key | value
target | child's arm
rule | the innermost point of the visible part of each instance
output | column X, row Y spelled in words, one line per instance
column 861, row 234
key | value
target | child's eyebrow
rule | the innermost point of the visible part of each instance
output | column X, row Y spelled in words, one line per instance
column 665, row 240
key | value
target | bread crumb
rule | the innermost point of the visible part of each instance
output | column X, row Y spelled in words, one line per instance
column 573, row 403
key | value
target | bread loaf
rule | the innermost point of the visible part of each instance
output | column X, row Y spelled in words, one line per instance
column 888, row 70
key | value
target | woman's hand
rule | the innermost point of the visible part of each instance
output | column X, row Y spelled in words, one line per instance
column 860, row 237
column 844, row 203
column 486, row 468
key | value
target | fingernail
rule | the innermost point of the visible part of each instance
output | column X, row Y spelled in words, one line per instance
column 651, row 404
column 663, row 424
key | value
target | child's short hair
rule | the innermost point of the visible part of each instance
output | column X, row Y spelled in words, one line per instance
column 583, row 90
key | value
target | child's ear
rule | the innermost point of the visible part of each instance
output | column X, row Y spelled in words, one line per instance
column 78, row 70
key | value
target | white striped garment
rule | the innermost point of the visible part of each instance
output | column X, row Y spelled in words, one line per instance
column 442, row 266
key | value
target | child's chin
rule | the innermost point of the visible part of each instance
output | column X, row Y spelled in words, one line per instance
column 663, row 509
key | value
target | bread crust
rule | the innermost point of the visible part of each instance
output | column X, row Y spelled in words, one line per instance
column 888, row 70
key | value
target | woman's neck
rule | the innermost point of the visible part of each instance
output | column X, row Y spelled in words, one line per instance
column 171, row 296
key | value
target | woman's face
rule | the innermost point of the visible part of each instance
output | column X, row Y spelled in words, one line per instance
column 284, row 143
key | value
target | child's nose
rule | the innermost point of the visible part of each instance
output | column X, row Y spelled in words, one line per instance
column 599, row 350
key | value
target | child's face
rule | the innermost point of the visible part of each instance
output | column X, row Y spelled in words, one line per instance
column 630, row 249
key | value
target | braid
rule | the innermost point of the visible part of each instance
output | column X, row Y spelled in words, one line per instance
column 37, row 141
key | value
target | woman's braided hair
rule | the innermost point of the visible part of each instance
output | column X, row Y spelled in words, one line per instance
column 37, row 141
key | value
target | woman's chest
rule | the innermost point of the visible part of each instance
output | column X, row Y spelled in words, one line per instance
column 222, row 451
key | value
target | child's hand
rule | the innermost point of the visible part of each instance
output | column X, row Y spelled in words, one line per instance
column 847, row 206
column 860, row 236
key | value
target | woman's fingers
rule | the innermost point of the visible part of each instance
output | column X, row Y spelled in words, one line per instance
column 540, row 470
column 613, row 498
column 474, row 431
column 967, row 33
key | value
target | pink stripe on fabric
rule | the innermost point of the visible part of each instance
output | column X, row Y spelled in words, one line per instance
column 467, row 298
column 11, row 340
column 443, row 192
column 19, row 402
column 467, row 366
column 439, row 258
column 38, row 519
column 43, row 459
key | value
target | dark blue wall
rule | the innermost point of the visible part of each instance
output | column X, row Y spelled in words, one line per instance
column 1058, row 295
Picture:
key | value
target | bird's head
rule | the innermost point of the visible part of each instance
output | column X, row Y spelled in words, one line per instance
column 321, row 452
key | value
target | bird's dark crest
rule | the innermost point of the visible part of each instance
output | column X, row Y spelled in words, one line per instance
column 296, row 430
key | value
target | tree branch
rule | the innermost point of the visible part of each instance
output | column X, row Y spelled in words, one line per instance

THE TASK ::
Put every line of the records above into a numbered list, leaving out any blank lines.

WRITTEN SOLUTION ::
1. key | value
2. target | child's arm
3. rule | the innermost point of the visible part of each instance
4. output | column X, row Y spelled in words, one line per instance
5. column 861, row 234
6. key | value
7. target | child's eyebrow
8. rule | the innermost point of the visible part of each instance
9. output | column X, row Y spelled in words, one line per instance
10. column 665, row 240
11. key | value
12. target | bread crumb
13. rule | the innermost point of the visible part of each instance
14. output | column X, row Y spelled in words, one line per instance
15. column 573, row 403
16. key | value
17. target | bread loaf
18. rule | the innermost point of the visible part of each instance
19. output | column X, row Y spelled in words, one line per instance
20. column 888, row 70
21. key | value
22. target | woman's hand
23. rule | the innermost point of the visible part of each instance
24. output | column X, row Y spelled in words, one line per instance
25. column 860, row 237
26. column 844, row 203
27. column 486, row 468
28. key | value
29. target | fingernail
30. rule | the innermost point of the visible part of each instance
31. output | column X, row Y spelled in words, one line per instance
32. column 651, row 404
33. column 663, row 424
34. key | value
35. target | child's short hair
36. rule | the innermost point of the visible part of each instance
37. output | column X, row Y spelled in words, one line per instance
38. column 583, row 90
39. key | value
40. target | child's ear
41. rule | the innermost point of the visible part of each instance
42. output | column X, row Y spelled in words, one line per instance
43. column 78, row 70
44. key | value
45. target | white striped garment
46. rule | the innermost point of the visible part of each instance
47. output | column X, row Y spelled in words, one line per instance
48. column 442, row 266
49. key | value
50. target | child's chin
51. rule | the innermost point of the visible part of each instance
52. output | column X, row Y spelled in words, one line per instance
53. column 663, row 509
54. key | value
55. target | bread crust
56. rule | the innermost point of the visible part of each instance
57. output | column X, row Y spelled in words, one line per instance
58. column 888, row 70
59. key | value
60. target | woman's neck
61. rule | the innermost point of the visible part of each instance
62. output | column X, row Y spelled in words, one line per instance
63. column 171, row 296
64. key | value
65. target | woman's face
66. rule | the innermost point of the visible part of each instance
67. output | column X, row Y spelled in words, one line per instance
68. column 284, row 143
69. key | value
70. target | child's nose
71. rule | the innermost point of the visible part of each instance
72. output | column X, row Y spelled in words, one line per instance
73. column 599, row 350
74. key | value
75. target | child's face
76. rule | the innermost point of the visible part of each instance
77. output | column X, row Y spelled in words, one line per instance
78. column 630, row 249
79. key | value
80. target | braid
81. rule | the innermost point of the visible part of each instance
82. output | column X, row Y spelled in words, one line per instance
83. column 37, row 141
84. key | value
85. target | woman's braided hair
86. rule | the innermost point of the visible part of each instance
87. output | column X, row Y spelled in words, one line per instance
88. column 37, row 141
89. key | value
90. target | woman's chest
91. rule | the innermost point of the visible part of each instance
92. output | column X, row Y spelled in words, one line per instance
93. column 222, row 451
94. key | value
95. target | child's hand
96. rule | the innermost point of the visible part of each instance
97. output | column X, row Y spelled in words, one line per instance
98. column 847, row 206
99. column 860, row 236
100. key | value
101. target | woman's fingers
102. rule | the innermost point of the visible part of each instance
103. output | column X, row Y spelled in words, one line per instance
104. column 540, row 470
105. column 613, row 498
106. column 474, row 431
107. column 967, row 33
108. key | value
109. target | pink stripe on fabric
110. rule | the innermost point of the visible part of each instance
111. output | column X, row Y spelled in words, one line per instance
112. column 467, row 298
113. column 11, row 340
114. column 443, row 192
115. column 19, row 402
116. column 467, row 366
117. column 439, row 258
118. column 38, row 519
119. column 43, row 459
120. key | value
121. target | dark blue wall
122. rule | the innermost point of the visible part of each instance
123. output | column X, row Y spelled in words, one line per instance
124. column 1058, row 295
125. Picture:
126. key | value
127. target | bird's head
128. rule | the innermost point of the visible part of each instance
129. output | column X, row Y spelled in words, one line per instance
130. column 321, row 452
131. key | value
132. target | bird's dark crest
133. rule | the innermost point of the visible part of each instance
134. output | column X, row Y spelled in words, one line per instance
135. column 296, row 430
136. key | value
137. target | tree branch
138. rule | the innermost point of the visible part of each instance
139. output | column X, row Y spelled in words, one line per instance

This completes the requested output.